INPUT RECORDS -
⟨
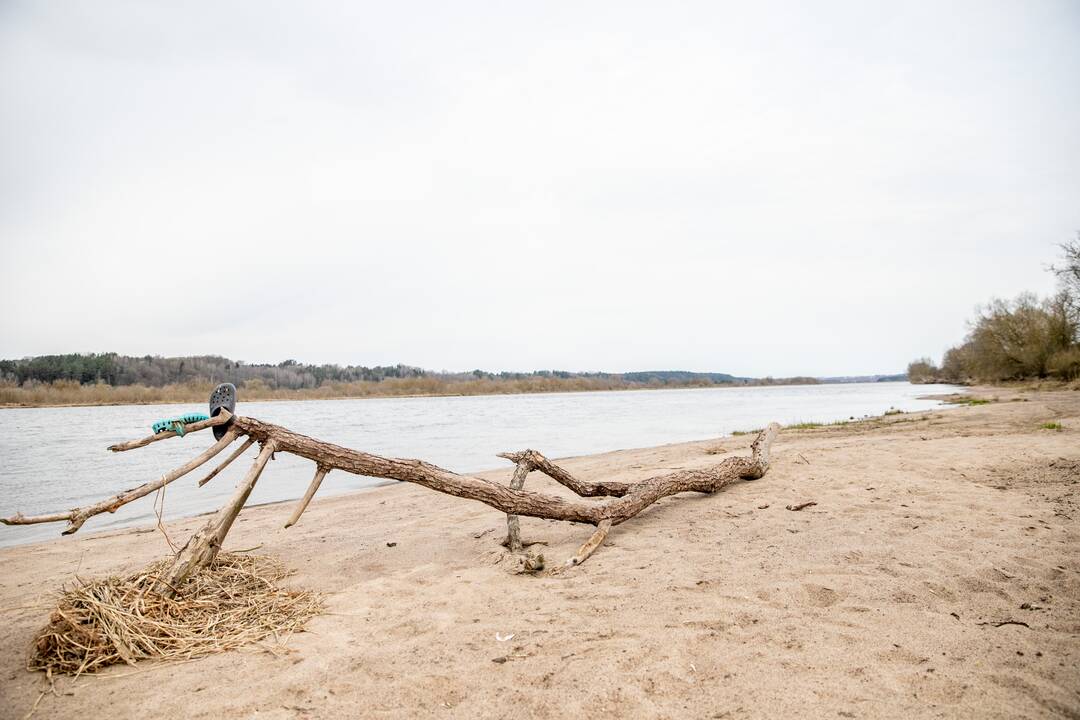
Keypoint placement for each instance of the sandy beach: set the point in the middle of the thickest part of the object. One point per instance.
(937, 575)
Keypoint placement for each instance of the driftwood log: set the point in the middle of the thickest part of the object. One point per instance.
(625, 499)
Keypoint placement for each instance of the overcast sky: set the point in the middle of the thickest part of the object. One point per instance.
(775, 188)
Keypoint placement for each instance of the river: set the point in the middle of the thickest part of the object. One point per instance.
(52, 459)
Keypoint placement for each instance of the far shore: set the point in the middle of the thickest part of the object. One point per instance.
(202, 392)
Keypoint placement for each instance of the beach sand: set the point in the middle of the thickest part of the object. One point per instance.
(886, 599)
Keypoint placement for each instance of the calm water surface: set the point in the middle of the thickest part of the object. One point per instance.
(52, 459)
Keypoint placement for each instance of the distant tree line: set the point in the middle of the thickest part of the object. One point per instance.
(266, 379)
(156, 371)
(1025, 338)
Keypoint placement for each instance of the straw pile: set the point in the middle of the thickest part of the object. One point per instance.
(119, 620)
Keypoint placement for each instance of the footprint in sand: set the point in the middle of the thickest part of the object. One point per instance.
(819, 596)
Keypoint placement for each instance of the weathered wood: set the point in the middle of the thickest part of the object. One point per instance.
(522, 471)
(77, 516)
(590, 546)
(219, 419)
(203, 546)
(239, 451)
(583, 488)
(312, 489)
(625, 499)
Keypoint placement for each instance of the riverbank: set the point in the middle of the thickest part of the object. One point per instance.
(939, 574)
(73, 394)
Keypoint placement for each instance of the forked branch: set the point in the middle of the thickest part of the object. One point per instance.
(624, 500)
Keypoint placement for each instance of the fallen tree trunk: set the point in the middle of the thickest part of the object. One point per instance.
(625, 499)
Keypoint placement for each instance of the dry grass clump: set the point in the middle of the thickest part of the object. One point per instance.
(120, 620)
⟩
⟨
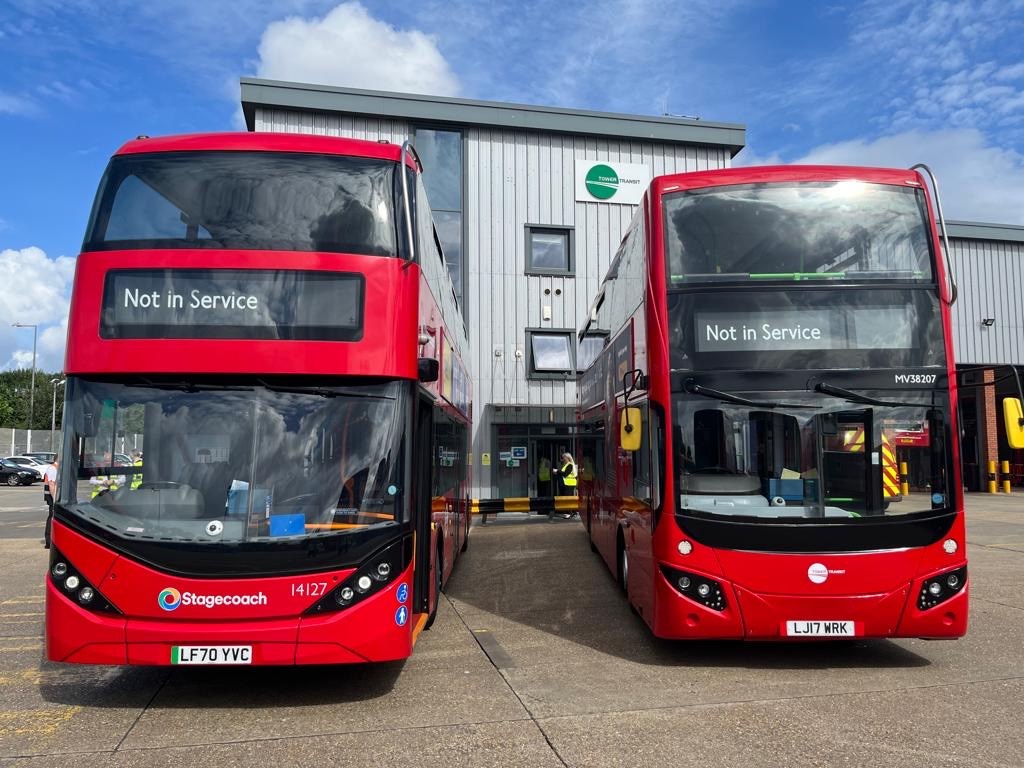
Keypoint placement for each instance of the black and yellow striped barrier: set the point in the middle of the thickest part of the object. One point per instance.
⟩
⟨
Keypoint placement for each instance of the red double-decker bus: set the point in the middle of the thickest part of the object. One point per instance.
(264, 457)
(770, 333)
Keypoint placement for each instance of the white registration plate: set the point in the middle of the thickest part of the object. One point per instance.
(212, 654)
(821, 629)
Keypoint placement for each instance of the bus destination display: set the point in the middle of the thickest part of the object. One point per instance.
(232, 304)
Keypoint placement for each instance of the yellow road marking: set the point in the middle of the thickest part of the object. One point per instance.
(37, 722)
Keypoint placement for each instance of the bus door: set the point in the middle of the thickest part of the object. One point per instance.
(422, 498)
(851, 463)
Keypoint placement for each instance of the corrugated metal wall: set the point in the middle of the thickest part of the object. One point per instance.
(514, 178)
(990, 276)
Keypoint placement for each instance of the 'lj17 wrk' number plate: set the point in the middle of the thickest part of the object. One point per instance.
⟩
WHAT IS REQUIRED - Print again the lines of the entries above that fall between the line holding "Keypoint placement for each instance of the red" and the line holding "Keypoint placement for each instance of the 'lj17", inclusive, exactly as they stand.

TASK RESPONSE -
Keypoint placement for each instance of the red double-decker bus: set the point in the middle of the thickest part of the object. One point per instance.
(264, 457)
(770, 333)
Keypoint placement for each instance of the white registration plate: set the point in the middle of the thickest part of the object. One point per instance.
(212, 654)
(821, 629)
Keypoint placement for each instance of the bus destination display: set the point in the middle of the thickest part of the object. One point per instance.
(232, 304)
Keypoint placement for each instance of the yellow road marking: set the point in the middle of the thickest part of the object. One point per instance.
(37, 722)
Keypoint placement for each instance of the bus door: set the point in the middle of the thickest part of the object. One point per instance.
(422, 498)
(851, 463)
Keypoint placement for each instance of the corrugated metal wall: set the point in the middle of the thickest part of the object. One point per instance.
(514, 178)
(990, 276)
Keypoint placement for each instance of the 'lj17 wrk' number plate: set the point in the middle of the thickest part of the object. One point per instance.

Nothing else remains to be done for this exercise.